> **Testo proposto**
------------------------------

2) Che si coniughi questo con la comprensione che il ruolo tutt'ora maggioritario delle correnti socialdemocratiche nel movimento operaio ci obbliga a un'applicazione coerente e sistematica della tattica del fronte unico, muovendo dalle attuali battaglie difensive (Articolo 18, scuola pubblica, ecc.) per far penetrare in settori sempre più vasti la coscienza della necessità di una controffensiva a tutto campo, che sia sul piano delle rivendicazioni che su quello delle forme e della radicalità della lotta sia all'altezza dell'attacco portato dall'avversario.

(Bellotti-Giardiello-Donato-Letizia-Renda)

 

Tesi 22 - PER LA CACCIATA DEL GOVERNO BERLUSCONI (torna alla tesi non alternativa)

Il governo Berlusconi riassume al suo interno tutte le peggiori tradizioni reazionarie della borghesia italiana. Il suo programma, le tradizioni dei partiti che lo compongono, il personale politico che viene posto in prima fila, tutto spinge questo governo all'offensiva antioperaia e reazionaria.

Il contesto economico nazionale e internazionale accentua questa spinta, che oggi viene alimentata senza sosta dai portavoce e dai centri di potere decisivi della classe dominante: Banca d'Italia, Confindustria, la gran parte della "grande stampa", ecc.
Questo è anche il terreno su cui si tenteranno di ricomporre le contraddizioni esistenti nel governo e nel blocco di forze sociali che lo sostengono. La linea del governo si propone quindi di affondare il colpo isolando la Cgil in una sorta di ripetizione degli anni '50.
La domanda che si pone è quali siano le possibilità di applicazione di questa politica, e quali possano essere gli elementi di contrasto. In passato abbiamo visto governi reazionari come quelli di Reagan e Thatcher affermarsi nelle elezioni e aprire poi un lungo ciclo di reazione più o meno aperta, che si prolungò all'incirca per 15 anni.

------------------------------

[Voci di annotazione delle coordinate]
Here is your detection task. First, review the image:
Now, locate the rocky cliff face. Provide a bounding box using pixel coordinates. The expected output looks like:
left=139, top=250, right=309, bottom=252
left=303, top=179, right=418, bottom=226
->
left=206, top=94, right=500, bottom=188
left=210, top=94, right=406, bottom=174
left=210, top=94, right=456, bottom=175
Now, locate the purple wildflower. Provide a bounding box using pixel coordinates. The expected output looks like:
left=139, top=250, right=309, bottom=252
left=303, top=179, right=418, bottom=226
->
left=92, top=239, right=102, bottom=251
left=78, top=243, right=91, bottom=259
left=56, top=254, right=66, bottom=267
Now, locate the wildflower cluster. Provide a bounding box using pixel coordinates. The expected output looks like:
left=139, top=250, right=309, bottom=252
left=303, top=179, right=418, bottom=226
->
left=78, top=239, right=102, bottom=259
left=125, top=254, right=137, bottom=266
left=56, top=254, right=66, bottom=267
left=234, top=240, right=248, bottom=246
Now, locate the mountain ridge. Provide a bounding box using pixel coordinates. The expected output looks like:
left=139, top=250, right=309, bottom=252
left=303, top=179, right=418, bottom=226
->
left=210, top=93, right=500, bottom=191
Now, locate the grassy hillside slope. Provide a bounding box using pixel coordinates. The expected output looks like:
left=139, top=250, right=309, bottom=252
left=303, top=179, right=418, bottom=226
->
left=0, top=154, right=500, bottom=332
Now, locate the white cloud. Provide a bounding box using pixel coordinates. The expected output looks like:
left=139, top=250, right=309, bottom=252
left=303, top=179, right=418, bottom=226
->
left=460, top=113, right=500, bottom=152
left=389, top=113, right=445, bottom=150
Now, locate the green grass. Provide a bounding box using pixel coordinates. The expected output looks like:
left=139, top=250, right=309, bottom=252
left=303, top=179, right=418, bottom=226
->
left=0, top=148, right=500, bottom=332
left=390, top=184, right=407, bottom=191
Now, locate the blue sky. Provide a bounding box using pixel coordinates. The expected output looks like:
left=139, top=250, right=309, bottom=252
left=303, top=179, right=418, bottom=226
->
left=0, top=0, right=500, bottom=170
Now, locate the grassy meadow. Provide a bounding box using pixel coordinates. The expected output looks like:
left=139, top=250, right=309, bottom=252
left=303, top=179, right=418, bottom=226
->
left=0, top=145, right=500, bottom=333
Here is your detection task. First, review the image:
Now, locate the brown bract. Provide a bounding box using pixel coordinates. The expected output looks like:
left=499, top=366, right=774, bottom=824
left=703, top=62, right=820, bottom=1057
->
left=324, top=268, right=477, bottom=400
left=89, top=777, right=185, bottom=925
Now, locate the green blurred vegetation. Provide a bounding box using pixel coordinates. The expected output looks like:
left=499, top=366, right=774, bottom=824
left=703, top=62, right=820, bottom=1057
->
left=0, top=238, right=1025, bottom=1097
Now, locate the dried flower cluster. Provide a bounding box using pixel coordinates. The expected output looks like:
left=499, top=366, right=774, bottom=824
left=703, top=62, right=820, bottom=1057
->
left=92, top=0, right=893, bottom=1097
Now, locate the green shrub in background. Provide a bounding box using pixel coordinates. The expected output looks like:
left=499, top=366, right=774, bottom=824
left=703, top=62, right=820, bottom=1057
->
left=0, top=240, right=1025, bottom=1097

------------------------------

> **Obiettivi**
1 - Rispondi alle seguenti domande basandoti sul testo sul governo Berlusconi.
(a) Quali battaglie difensive vengono citate tra parentesi?
(b) Quali portavoce e centri di potere della classe dominante alimentano la spinta all'offensiva?
(c) Per quanti anni, all'incirca, si prolungò il ciclo di reazione aperto dai governi di Reagan e Thatcher?
2 - Traduci in inglese la seguente frase del testo sul governo Berlusconi: "Il governo Berlusconi riassume al suo interno tutte le peggiori tradizioni reazionarie della borghesia italiana."
3 - Prosegui il testo sul governo Berlusconi a partire dall'ultima frase riportata.

> **Risposte fornite**
1 -
(a) L'Articolo 18 e la scuola pubblica.
(b) La Banca d'Italia, la Confindustria e la gran parte della "grande stampa".
(c) Per circa 15 anni.

2 - The Berlusconi government embodies within itself all the worst reactionary traditions of the Italian bourgeoisie.

3 -
Oggi tuttavia le condizioni sono radicalmente diverse. Le politiche reazionarie degli anni '80 si affermarono solo dopo aver battuto sul campo importanti mobilitazioni operaie nei primi anni di quel decennio: lo sciopero dei minatori inglesi, la lotta della Fiat in Italia e la lotta per la scala mobile, lo sciopero dei controllori di volo in Usa, ecc. Non è sufficiente quindi una vittoria elettorale (che per giunta in Italia è giunta in primo luogo per l'unificazione delle destre, e non per un aumento del loro consenso elettorale): perché la reazione si dispieghi in tutta la sua forza è necessario che conquisti sul campo della lotta di classe una vittoria significativa, che metta il movimento operaio in uno stato di demoralizzazione e di ritirata. Oggi non solo questo non è avvenuto, ma la situazione è opposta a quella dei primi anni '80: allora il movimento operaio vedeva le ultime fiammate delle lotte degli anni '60 e '70, in un contesto nel quale una generazione di lavoratori cominciava a perdere fiducia nelle proprie forze, dopo aver toccato livelli altissimi di mobilitazione. Oggi, al contrario, siamo di fronte all'inizio di un nuovo ciclo, che vede una nuova generazione operaia entrare nella scena della lotta di classe.
I tentativi di utilizzare metodi apertamente repressivi, come si è visto nelle giornate di Genova, rischierebbero di portare a un'esplosione sociale generalizzata. D'altra parte, l'idea che un'offensiva generalizzata possa affermarsi attraverso metodi concertativi è destinata a fallire: al di là delle parole il governo non ha nulla da offrire alla burocrazia sindacale, in particolare a quella della Cgil, e se questa accettasse di chiudere il contenzioso sull'art. 18 con un nuovo tradimento simile a quello del 31 luglio del 1992, si aprirebbe allora la possibilità a breve termine di una esplosione spontanea di lotte pari se non più profonda di quella dell'"autunno dei bulloni".
S'impone quindi una conclusione: oggi la reazione, rappresentata da questo governo, ha conquistato un vantaggio solo molto relativo con la vittoria elettorale, e non è affatto egemone nella società, né ha piegato in modo definitivo i rapporti di forza a proprio favore. Gli anni che si preparano non sono anni di riflusso, ma anni di rinnovata polarizzazione sociale e politica, di ripresa del conflitto sociale, un periodo nel quale una e più volte il movimento operaio avrà l'occasione di dimostrare quali siani i veri rapporti di forza nella società.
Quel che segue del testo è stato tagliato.